» DOCUMENT SEGMENT
I can think of two examples that lead to the answer being no.

  • A valid dichotomy would mean in this case that there can't be a group that identifies themselves primarily as advocates of freedom of speech. Surely this kind of group exists.

  • Also dichotomy would require that there isn't a possibility that neither of these are of someones interest. Undoubtedly someone can think that freedom of speech should be restricted without feeling or voting based on belonging to a group.


Freedom of speech is a cornerstone of a democratic society. Limitations to it should be carefully considered - in the end, a society has to stand or fall on the strengths of its people, not on what they are allowed or forbidden to say. Plus, there is the problem of who decides what is hate speech. Why is ridiculing some minorities considered hate speech, yet ridiculing rednecks and hillbillies considered acceptable... even funny?

Hate speech should not be forbidden. It should be broadcast in public, for all to judge and see as originating from stupidity and spite. Forbidding a thought from being spoken will not stop the thought. Only exposing hate thoughts in public and discrediting them with fact, will we eliminate them.

» WHAT YOU NEED TO DO
1) In the passage on freedom of speech, what is freedom of speech called?
2) Copy the freedom of speech passage word for word from "Freedom of speech is" to "acceptable... even funny?".

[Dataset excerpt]
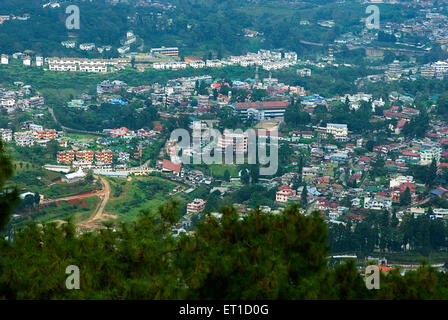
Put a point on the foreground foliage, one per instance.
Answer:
(262, 256)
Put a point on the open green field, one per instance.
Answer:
(31, 179)
(130, 197)
(78, 210)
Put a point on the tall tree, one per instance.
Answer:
(9, 198)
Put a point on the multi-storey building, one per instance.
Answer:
(238, 141)
(284, 194)
(104, 156)
(197, 206)
(85, 156)
(427, 155)
(6, 134)
(24, 139)
(174, 51)
(48, 134)
(262, 110)
(4, 59)
(339, 131)
(66, 156)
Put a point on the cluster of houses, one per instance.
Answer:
(35, 135)
(22, 99)
(267, 59)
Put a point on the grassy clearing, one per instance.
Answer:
(78, 210)
(130, 197)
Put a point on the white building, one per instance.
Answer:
(27, 61)
(440, 213)
(39, 61)
(4, 59)
(399, 180)
(197, 206)
(74, 177)
(427, 155)
(377, 203)
(87, 46)
(6, 134)
(24, 139)
(339, 131)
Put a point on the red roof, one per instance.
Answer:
(263, 104)
(190, 59)
(401, 123)
(169, 165)
(384, 268)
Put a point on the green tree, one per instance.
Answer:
(9, 198)
(405, 197)
(304, 196)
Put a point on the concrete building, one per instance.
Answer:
(195, 207)
(339, 131)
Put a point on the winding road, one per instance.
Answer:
(99, 214)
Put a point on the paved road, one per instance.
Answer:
(99, 215)
(71, 129)
(76, 196)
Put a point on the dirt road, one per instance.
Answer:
(99, 214)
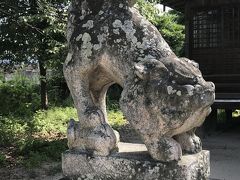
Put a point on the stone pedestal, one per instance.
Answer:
(133, 162)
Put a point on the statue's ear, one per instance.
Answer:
(150, 68)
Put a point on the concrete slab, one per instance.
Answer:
(134, 162)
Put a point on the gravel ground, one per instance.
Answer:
(224, 149)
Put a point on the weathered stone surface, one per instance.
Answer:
(135, 165)
(164, 97)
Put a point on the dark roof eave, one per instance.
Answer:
(178, 5)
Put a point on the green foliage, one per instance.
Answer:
(19, 96)
(12, 130)
(116, 119)
(170, 25)
(53, 120)
(2, 159)
(32, 30)
(37, 151)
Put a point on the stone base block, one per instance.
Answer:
(133, 162)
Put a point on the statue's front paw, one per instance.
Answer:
(189, 142)
(166, 149)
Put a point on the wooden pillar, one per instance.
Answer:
(210, 123)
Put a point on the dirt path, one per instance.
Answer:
(224, 148)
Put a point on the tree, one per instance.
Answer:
(170, 24)
(33, 31)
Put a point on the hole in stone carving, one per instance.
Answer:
(116, 117)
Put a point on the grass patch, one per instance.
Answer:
(41, 137)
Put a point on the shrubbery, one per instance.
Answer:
(19, 96)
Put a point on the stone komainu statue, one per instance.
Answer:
(164, 97)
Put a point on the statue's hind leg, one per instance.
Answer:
(189, 142)
(91, 134)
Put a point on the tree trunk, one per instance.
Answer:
(43, 85)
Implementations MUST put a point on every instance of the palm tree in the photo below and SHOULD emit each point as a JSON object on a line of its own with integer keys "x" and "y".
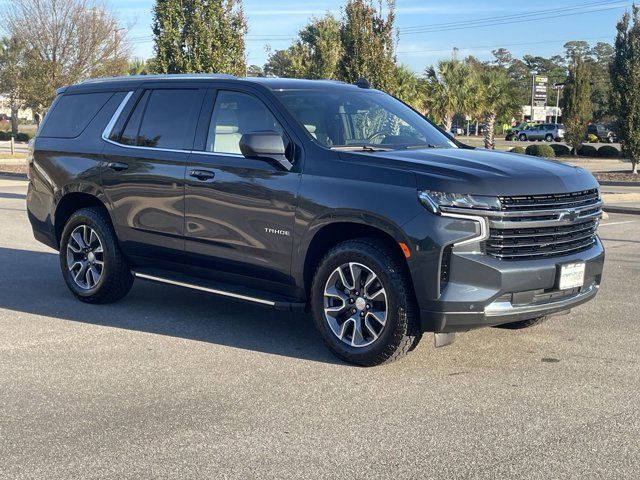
{"x": 447, "y": 90}
{"x": 499, "y": 99}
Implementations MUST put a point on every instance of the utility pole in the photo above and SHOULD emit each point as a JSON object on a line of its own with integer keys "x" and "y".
{"x": 557, "y": 87}
{"x": 533, "y": 90}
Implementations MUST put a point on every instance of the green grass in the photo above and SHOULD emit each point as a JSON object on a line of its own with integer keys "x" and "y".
{"x": 8, "y": 156}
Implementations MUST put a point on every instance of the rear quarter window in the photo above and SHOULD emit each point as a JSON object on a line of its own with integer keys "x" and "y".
{"x": 72, "y": 113}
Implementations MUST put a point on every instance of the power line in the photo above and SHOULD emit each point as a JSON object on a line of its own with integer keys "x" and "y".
{"x": 512, "y": 16}
{"x": 501, "y": 45}
{"x": 499, "y": 23}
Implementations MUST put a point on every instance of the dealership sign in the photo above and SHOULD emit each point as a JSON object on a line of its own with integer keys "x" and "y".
{"x": 540, "y": 91}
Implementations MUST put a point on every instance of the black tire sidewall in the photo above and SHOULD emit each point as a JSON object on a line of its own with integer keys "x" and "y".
{"x": 396, "y": 306}
{"x": 87, "y": 217}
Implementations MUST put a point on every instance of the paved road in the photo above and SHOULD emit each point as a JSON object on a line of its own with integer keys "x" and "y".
{"x": 5, "y": 147}
{"x": 170, "y": 383}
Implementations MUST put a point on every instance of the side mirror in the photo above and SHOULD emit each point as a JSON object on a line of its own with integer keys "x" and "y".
{"x": 265, "y": 145}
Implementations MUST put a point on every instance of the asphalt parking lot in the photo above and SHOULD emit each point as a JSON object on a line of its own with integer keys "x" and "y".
{"x": 170, "y": 383}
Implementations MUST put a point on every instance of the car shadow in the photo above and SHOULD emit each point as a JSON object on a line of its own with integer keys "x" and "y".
{"x": 31, "y": 282}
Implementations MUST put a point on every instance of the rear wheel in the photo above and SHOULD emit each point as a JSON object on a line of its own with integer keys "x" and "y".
{"x": 92, "y": 264}
{"x": 363, "y": 304}
{"x": 532, "y": 322}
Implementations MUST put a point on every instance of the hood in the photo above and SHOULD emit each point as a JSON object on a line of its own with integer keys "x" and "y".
{"x": 486, "y": 172}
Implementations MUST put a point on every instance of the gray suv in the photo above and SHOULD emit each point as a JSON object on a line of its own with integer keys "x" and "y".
{"x": 545, "y": 131}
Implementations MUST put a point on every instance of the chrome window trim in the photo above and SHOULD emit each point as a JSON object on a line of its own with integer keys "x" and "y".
{"x": 479, "y": 237}
{"x": 114, "y": 118}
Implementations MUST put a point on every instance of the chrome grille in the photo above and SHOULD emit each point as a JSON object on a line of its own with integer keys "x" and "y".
{"x": 559, "y": 200}
{"x": 534, "y": 226}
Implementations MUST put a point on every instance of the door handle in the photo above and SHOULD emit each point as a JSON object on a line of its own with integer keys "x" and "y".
{"x": 117, "y": 166}
{"x": 202, "y": 174}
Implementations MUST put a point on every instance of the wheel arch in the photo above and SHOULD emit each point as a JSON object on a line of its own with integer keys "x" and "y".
{"x": 71, "y": 202}
{"x": 324, "y": 237}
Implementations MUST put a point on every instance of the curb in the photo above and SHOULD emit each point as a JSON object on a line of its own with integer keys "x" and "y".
{"x": 17, "y": 176}
{"x": 613, "y": 183}
{"x": 619, "y": 209}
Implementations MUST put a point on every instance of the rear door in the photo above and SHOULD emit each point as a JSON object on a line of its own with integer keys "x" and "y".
{"x": 144, "y": 167}
{"x": 239, "y": 212}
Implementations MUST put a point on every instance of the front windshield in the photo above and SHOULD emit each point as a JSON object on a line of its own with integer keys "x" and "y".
{"x": 351, "y": 119}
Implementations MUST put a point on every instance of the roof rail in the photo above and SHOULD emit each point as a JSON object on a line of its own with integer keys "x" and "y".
{"x": 169, "y": 76}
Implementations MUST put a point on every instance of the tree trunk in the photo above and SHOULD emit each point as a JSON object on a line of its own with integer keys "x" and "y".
{"x": 489, "y": 134}
{"x": 14, "y": 120}
{"x": 447, "y": 121}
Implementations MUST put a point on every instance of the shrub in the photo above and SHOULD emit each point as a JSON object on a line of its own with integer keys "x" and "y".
{"x": 561, "y": 150}
{"x": 608, "y": 152}
{"x": 587, "y": 151}
{"x": 540, "y": 151}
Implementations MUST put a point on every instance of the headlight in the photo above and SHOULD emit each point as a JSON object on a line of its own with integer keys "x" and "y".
{"x": 434, "y": 200}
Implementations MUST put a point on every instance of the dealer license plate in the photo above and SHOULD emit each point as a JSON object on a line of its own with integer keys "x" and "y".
{"x": 571, "y": 275}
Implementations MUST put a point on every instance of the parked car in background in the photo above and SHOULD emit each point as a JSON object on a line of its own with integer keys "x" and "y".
{"x": 482, "y": 127}
{"x": 548, "y": 132}
{"x": 280, "y": 192}
{"x": 512, "y": 133}
{"x": 602, "y": 133}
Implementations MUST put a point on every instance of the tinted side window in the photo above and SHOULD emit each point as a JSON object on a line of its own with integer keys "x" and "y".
{"x": 235, "y": 114}
{"x": 130, "y": 133}
{"x": 72, "y": 114}
{"x": 169, "y": 119}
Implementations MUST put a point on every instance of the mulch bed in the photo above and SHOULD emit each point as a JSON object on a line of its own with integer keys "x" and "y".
{"x": 617, "y": 176}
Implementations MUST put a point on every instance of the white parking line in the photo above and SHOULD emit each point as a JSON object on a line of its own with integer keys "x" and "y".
{"x": 619, "y": 223}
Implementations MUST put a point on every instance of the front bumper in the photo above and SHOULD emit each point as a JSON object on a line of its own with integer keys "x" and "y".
{"x": 485, "y": 291}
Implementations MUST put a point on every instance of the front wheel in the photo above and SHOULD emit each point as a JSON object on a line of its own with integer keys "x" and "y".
{"x": 363, "y": 304}
{"x": 92, "y": 264}
{"x": 532, "y": 322}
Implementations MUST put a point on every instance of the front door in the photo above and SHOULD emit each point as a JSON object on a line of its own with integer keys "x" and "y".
{"x": 239, "y": 212}
{"x": 143, "y": 171}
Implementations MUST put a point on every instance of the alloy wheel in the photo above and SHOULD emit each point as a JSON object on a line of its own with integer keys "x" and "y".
{"x": 355, "y": 304}
{"x": 85, "y": 257}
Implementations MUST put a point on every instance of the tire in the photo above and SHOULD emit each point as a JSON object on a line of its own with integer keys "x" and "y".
{"x": 363, "y": 258}
{"x": 532, "y": 322}
{"x": 107, "y": 277}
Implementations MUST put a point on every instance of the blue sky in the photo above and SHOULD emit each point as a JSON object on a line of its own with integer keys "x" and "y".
{"x": 274, "y": 23}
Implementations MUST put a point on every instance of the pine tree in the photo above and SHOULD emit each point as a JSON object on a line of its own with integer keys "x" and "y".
{"x": 368, "y": 40}
{"x": 577, "y": 110}
{"x": 625, "y": 80}
{"x": 192, "y": 36}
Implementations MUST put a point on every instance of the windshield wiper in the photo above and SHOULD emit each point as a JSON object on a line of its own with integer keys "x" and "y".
{"x": 361, "y": 148}
{"x": 422, "y": 145}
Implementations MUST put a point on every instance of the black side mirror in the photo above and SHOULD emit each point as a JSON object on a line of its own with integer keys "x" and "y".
{"x": 265, "y": 145}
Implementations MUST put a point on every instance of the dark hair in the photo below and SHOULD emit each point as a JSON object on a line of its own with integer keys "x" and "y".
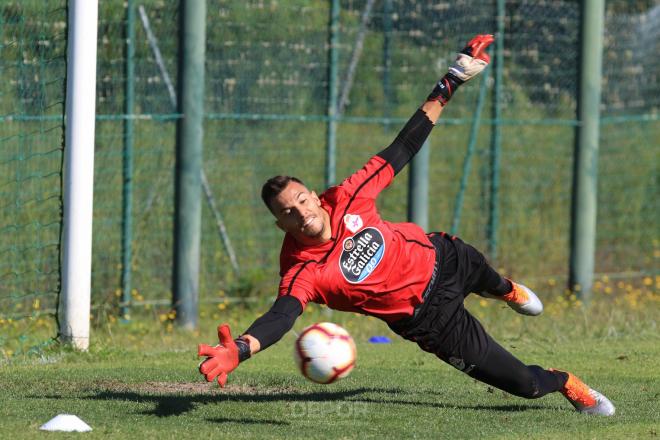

» THE RESPONSES
1) A cornerstone of a democratic society.

2)
Freedom of speech is a cornerstone of a democratic society. Limitations to it should be carefully considered - in the end, a society has to stand or fall on the strengths of its people, not on what they are allowed or forbidden to say. Plus, there is the problem of who decides what is hate speech. Why is ridiculing some minorities considered hate speech, yet ridiculing rednecks and hillbillies considered acceptable... even funny?